- [Exercise prompt] Return the records as they stand. No picture is to be included.

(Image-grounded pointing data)
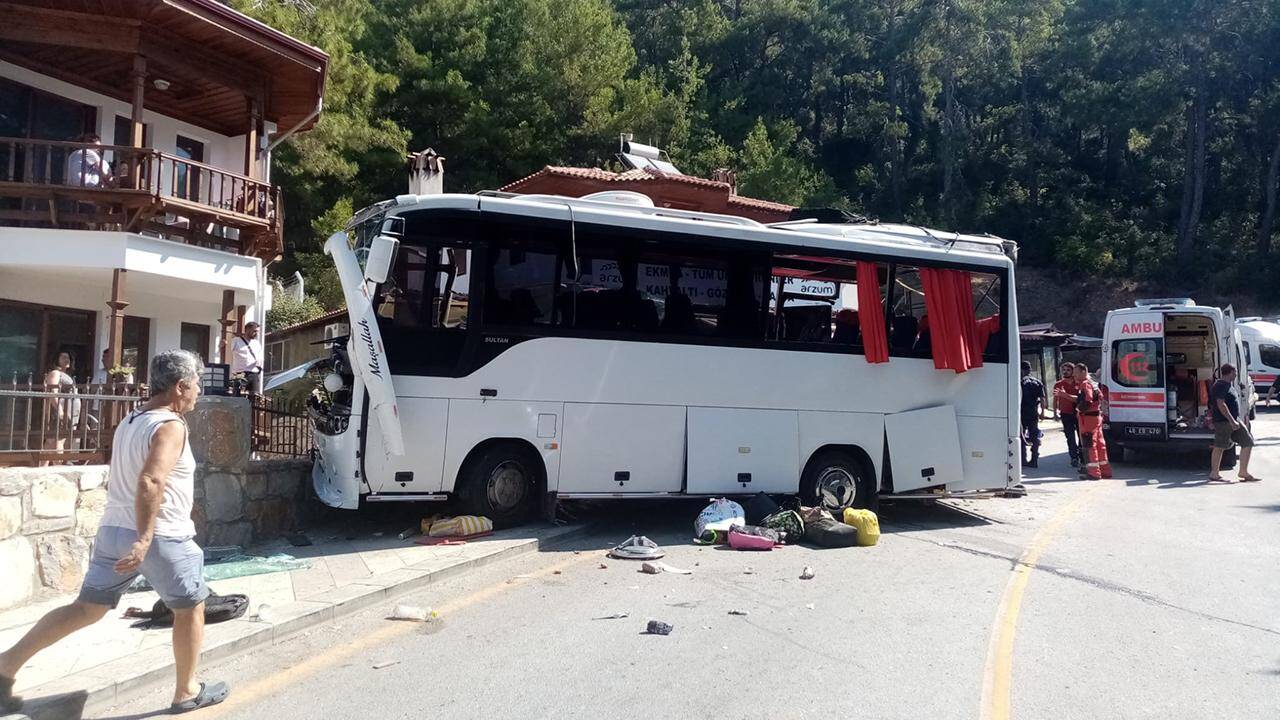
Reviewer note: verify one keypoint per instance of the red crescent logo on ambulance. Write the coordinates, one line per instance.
(1134, 368)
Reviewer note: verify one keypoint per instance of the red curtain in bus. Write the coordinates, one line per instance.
(952, 323)
(871, 317)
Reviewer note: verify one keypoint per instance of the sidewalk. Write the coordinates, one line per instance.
(92, 666)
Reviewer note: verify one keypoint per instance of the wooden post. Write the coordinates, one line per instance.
(115, 336)
(137, 130)
(228, 323)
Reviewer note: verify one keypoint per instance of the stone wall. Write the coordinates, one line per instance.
(48, 520)
(255, 504)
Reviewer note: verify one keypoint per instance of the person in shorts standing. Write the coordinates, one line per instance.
(1229, 427)
(146, 529)
(1032, 410)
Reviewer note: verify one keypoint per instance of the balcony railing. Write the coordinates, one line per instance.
(81, 185)
(62, 425)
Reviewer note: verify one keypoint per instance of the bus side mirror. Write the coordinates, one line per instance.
(378, 264)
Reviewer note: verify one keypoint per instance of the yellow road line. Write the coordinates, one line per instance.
(997, 674)
(292, 677)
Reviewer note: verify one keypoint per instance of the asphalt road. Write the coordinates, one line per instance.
(1153, 595)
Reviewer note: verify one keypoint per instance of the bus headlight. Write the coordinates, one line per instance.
(333, 382)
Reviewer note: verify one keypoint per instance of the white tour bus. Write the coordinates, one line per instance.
(1261, 351)
(1160, 359)
(510, 349)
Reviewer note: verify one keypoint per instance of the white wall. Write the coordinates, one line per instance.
(220, 150)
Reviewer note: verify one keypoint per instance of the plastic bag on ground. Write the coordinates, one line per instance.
(462, 525)
(721, 514)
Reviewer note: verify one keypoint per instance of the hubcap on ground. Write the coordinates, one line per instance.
(507, 486)
(836, 488)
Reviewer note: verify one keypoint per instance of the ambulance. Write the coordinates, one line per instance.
(1160, 359)
(1261, 351)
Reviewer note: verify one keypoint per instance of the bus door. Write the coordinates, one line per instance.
(1136, 392)
(924, 449)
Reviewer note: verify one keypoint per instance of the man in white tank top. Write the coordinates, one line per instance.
(146, 529)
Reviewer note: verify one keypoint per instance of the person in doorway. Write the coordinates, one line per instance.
(1032, 411)
(1088, 411)
(1229, 427)
(1064, 399)
(246, 358)
(85, 167)
(103, 374)
(146, 529)
(60, 414)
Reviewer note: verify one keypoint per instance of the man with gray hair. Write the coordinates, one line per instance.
(146, 529)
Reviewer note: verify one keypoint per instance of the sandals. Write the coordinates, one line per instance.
(9, 702)
(636, 547)
(208, 696)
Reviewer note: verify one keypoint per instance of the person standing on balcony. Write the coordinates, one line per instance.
(146, 529)
(246, 358)
(60, 414)
(85, 167)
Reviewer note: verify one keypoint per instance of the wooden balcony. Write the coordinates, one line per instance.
(110, 187)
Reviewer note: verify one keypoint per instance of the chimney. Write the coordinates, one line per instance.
(425, 173)
(726, 176)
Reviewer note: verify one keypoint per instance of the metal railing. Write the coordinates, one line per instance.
(282, 427)
(62, 424)
(232, 199)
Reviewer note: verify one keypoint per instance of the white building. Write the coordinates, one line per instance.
(167, 244)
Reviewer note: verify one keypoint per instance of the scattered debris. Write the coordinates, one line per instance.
(657, 568)
(412, 613)
(658, 628)
(636, 547)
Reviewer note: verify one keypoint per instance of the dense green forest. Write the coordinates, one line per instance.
(1129, 139)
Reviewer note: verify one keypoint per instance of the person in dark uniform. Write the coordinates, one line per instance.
(1032, 410)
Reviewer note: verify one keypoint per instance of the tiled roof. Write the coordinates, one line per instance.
(648, 174)
(318, 320)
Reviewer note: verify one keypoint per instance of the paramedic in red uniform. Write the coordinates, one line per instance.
(1088, 410)
(1064, 399)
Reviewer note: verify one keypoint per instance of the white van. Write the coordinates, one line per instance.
(1160, 359)
(1261, 351)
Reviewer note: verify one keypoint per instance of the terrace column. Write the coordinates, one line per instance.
(228, 323)
(117, 304)
(136, 130)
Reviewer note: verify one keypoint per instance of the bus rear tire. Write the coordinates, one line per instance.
(501, 482)
(836, 479)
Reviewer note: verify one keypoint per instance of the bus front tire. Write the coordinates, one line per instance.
(836, 479)
(501, 483)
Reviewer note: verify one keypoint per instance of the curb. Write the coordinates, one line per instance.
(105, 684)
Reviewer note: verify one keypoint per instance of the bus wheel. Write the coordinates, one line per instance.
(499, 483)
(835, 481)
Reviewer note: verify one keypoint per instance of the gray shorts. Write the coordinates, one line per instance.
(174, 566)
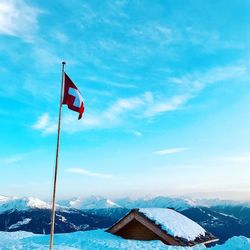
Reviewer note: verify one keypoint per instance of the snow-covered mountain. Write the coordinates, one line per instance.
(92, 202)
(224, 219)
(98, 202)
(98, 239)
(159, 201)
(14, 203)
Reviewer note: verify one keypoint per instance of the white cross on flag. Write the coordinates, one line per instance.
(72, 96)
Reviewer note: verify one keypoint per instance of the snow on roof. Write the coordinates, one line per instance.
(174, 223)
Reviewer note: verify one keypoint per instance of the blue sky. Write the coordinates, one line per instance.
(166, 90)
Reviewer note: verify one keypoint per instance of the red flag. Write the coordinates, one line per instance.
(72, 96)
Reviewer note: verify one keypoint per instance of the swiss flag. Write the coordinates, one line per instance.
(72, 96)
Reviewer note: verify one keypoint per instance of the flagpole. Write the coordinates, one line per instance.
(56, 164)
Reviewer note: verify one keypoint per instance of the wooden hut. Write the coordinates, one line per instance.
(164, 224)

- [Answer area]
Reviewer note: verify one keypoint per instance of the red crescent logo on ambulance. Write the coordinates, one line per instance.
(1134, 368)
Reviewer note: verify one keypoint per instance of the red curtain in bus. Write the coordinates, one line per instance.
(952, 323)
(871, 317)
Reviewer note: verify one keypoint per instance of the sidewalk. Write the coordinates, one line per instance.
(92, 666)
Reviewer note: verify one keypoint per instance of the wooden post. Write the coordinates, one line per instance.
(115, 336)
(137, 130)
(228, 323)
Reviewer note: verify one keypoint per instance of the stone wall. Write the coordinates, one line per instance.
(48, 520)
(255, 504)
Reviewer note: verify one keypoint per instance of the person in shorts standing. Write the coordinates, one line per instance.
(1229, 427)
(146, 529)
(1032, 410)
Reviewer note: verify one keypoint per instance of the balcony railing. Write the coordinates, one line per instance.
(81, 185)
(62, 425)
Reviewer note: verify one keypoint per instance of the bus side mirror. Write the coordinates, one line per instance.
(378, 264)
Reviewer note: verify one keypoint per instance of the yellow road line. Write the coordinates, one line per instance.
(997, 674)
(292, 677)
Reviewer note: verify one keypoint per instance of the asphalt road. Write the coordinates, one line per instance.
(1153, 595)
Reviewer note: verify one keypoint per instance of the bus headlight. Write the coordinates, one line per instance.
(333, 382)
Reviewer note: verify one keypoint per instance of the white tour bus. Write the coordinates, one line per instance.
(1261, 351)
(1160, 359)
(510, 349)
Reviewer note: verify one keypoint per instance of the white wall. Write the coordinates, one line per instance.
(220, 150)
Reviewer note: verify one keypoint per instance of the plastic bag on ground. Write the coordinates, one line per instance.
(462, 525)
(721, 514)
Reviewer note: verify one keypoint per instance of the hubcap on ground. Write the coordinates, one line per instance.
(507, 486)
(836, 488)
Reviewer note: verify one keypoint per instance of the ambulance. Write the coordinates, one line per instance.
(1160, 359)
(1261, 351)
Reviewer note: verify one keypoint per instance of the bus door. Write the coordinates, one line per instance.
(1136, 392)
(924, 449)
Reviewer note: verify one keypoint per instance of the man in white tank top. Write the coordinates, one line per instance.
(146, 529)
Reviewer note: verify one keypoint per instance of the person in doorway. Write the coordinates, one line per instance.
(1032, 411)
(1088, 411)
(1229, 427)
(1064, 399)
(246, 358)
(85, 167)
(103, 374)
(146, 529)
(60, 414)
Reviewer note: verify one keypoint per instance of the man with gray hair. Write the coordinates, one line per instance.
(146, 529)
Reviewer note: verify one keypoint per instance of the sandals. Write the coordinates, one line per instance.
(9, 702)
(636, 547)
(208, 696)
Reviewer note: verify one keypoint per instance of the person standing on balcony. Write the coordinates, one line per instance.
(146, 529)
(246, 358)
(60, 414)
(85, 167)
Reviewer note: verify one keypoint per instance of the wooden balcony. Write the coordinates, one line per instance.
(110, 187)
Reviewer note: verify one keypoint per instance of the chimney. Write the coordinates, one line per instance.
(425, 173)
(726, 176)
Reviewer note: verify one keypoint per instance of the metal railing. Write the coordinates, one line per instance.
(282, 427)
(62, 424)
(232, 199)
Reviewer note: verify one keypoint per instance of the white building. Write the coordinates, one line per instance.
(167, 244)
Reviewer note: verify one keypoint per instance of the scattered debris. Write the coordinates, one line per instance.
(657, 568)
(412, 613)
(658, 628)
(636, 547)
Reviewer note: verify one keypoint per instance of the dense green forest. Write the coordinates, one line per instance.
(1129, 139)
Reviewer note: verify one keypoint per instance of the person in dark uniform. Write the coordinates, one line per instance.
(1032, 410)
Reviewer note: verify one keypoint per instance of the tiled roof. Write the coordinates, one line per instance.
(648, 174)
(318, 320)
Reviewer note: verify one keypoint per instance of the paramedic in red uniform. Write the coordinates, one line per instance.
(1088, 410)
(1064, 399)
Reviewer note: verify one keypoint per instance of the white van. Write the coordinates, one line per instance.
(1160, 359)
(1261, 351)
Reviewer note: verify one keypoint per instance of the terrace column. Write the coordinates, one line per instance.
(228, 323)
(117, 304)
(136, 130)
Reviewer note: verify one keypoint per instance of the bus rear tire. Write the coordinates, one line per instance.
(501, 482)
(836, 479)
Reviewer note: verify one keypoint per instance of the bus front tire. Write the coordinates, one line per instance.
(836, 479)
(501, 483)
Reviewer note: verify one keypoint per instance of the curb. Write the coordinates, one line per instance.
(105, 684)
Reviewer note: verify one keypoint per instance of the bus wheel. Write the coordinates, one line per instance.
(499, 483)
(835, 481)
Reviewer note: verify one keypoint per instance of the gray shorts. Write the coordinates, one line per instance.
(174, 566)
Reviewer note: verify one keypoint per instance of the snow-covered mountain. Write the coordinates, one line per instance.
(92, 202)
(224, 219)
(98, 202)
(98, 239)
(159, 201)
(14, 203)
Reviewer note: verify one keypoint per instance of the white cross on flag. Write the coordinates, one line per instance.
(72, 96)
Reviewer note: verify one keypoint per instance of the snow on roof. Write the coordinates, one line per instance.
(174, 223)
Reviewer note: verify one keypoint per instance of the blue sky. Write the coordinates, one line per instance.
(166, 90)
Reviewer note: verify one keypoint per instance of the red flag. Write the coordinates, one line per instance.
(72, 96)
Reviewer note: verify one keypoint per instance of the swiss flag. Write the coordinates, one line per instance.
(72, 96)
Reviewer note: verify one keypoint per instance of the flagpole. Write the coordinates, one line per instance.
(56, 164)
Reviewer note: verify one keypoint per instance of the wooden hut. Write the coordinates, one line per instance.
(164, 224)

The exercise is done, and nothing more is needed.